“I don’t want to go to the office and my boss says the same thing.”
One of my clients works for one of the biggest mining companies in Peru. She doesn’t want to go to her office when the pandemic is over. The strange thing is that she has never been to the office. She was hired virtually after the pandemic started. They interviewed her and offered her the job without ever meeting her in person. She only knows her co/workers through the internet.
This presents some challenges both for the employer and the new employee. How can she get into the culture of the company? Are remote relationships a good substitute for the real thing? I have encouraged her to make an extensive effort to ask questions and to read as much as possible about the company.
Her former employer let her go during the pandemic. Consequently she sold her car since she didn’t have to commute to the office. Now if she has to travel to her office, she will need to buy another car. A good reason to stay at home.
More than that, she will have to re-engage with Lima’s horrendous traffic. I think that workers are realizing that they put up with the stress of commuting just so they could have a job.
Many don’t want to go back to the old ways: traffic jams, polluted air, rude drivers, car expenses. Life is definitely better without these irritations. Is this attitude temporary or permanent? Time will tell.
It is clear that many are deciding to make changes. Some have told me that they miss the chance to be with colleagues and interchange with them. It is a shock, though, when they visit the old office and see it dark and cold without the vitality of the people who work there.
More than ever, the need for English language skills becomes evident. The above mentioned client landed a job with an American company with operations in Peru. Some of her interviews were in English and then part of the training program was in that language. There was no English test. The assumption is that she will be ready to participate in English when needed.
In some of the company’s meetings a translator is provided. My client has chosen to listen only in English and to do her best to participate in the discussions. This is good for practice and I think it will be noticed by the company as a positive attitude. When given the chance, it is wise to take advantage of the opportunity to practice language skills.
In such a situation it is important to show the motivation to improve our language skills and be ready to use English whenever it is needed. I believe that there will be a career benefit for those who make this effort. Promotions and advancement in the company can hinge on such things. So why not make the effort?

Data records -
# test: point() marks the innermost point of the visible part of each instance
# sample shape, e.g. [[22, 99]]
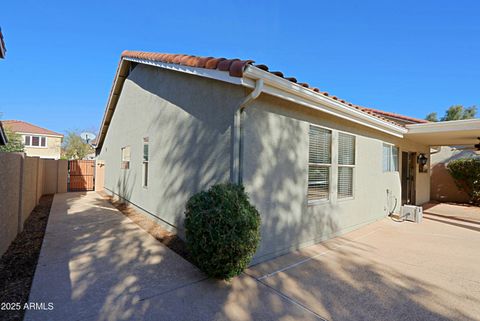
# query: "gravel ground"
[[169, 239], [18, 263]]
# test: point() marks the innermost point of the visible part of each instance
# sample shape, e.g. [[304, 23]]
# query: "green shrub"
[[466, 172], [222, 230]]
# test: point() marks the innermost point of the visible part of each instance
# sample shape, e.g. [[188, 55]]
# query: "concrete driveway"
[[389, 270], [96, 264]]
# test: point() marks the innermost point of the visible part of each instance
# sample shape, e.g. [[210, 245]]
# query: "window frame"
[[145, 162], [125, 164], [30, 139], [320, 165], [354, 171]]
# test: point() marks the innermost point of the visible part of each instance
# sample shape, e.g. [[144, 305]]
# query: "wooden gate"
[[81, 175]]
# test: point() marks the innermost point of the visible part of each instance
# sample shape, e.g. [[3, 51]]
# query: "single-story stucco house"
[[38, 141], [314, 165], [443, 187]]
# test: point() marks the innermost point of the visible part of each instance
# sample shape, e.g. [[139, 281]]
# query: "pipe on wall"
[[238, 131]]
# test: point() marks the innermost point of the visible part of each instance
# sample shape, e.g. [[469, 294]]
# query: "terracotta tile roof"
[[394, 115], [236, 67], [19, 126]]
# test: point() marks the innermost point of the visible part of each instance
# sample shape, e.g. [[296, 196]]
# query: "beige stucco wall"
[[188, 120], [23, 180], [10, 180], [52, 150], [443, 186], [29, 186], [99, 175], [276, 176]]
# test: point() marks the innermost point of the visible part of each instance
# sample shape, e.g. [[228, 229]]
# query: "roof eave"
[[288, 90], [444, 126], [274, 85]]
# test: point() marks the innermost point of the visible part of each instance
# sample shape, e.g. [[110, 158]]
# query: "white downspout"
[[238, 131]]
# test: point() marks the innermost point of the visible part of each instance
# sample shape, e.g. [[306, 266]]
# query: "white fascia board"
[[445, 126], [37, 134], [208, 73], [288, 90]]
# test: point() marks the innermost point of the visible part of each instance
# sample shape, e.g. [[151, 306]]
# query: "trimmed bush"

---

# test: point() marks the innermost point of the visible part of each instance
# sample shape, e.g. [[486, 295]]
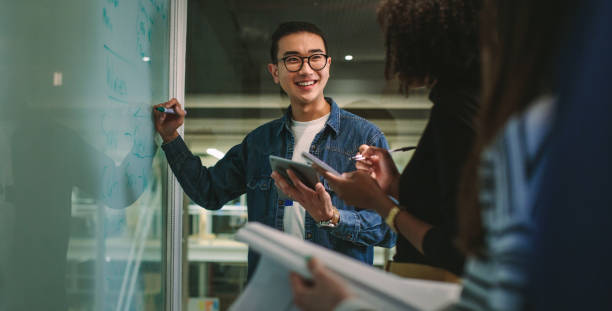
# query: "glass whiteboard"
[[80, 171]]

Brief -
Put this sentence from the post about working from home into Spanish: "In some of the company’s meetings a translator is provided." The items have nothing to do with the post about working from home.

Result for this exercise -
En algunas de las reuniones de la empresa se proporciona un traductor.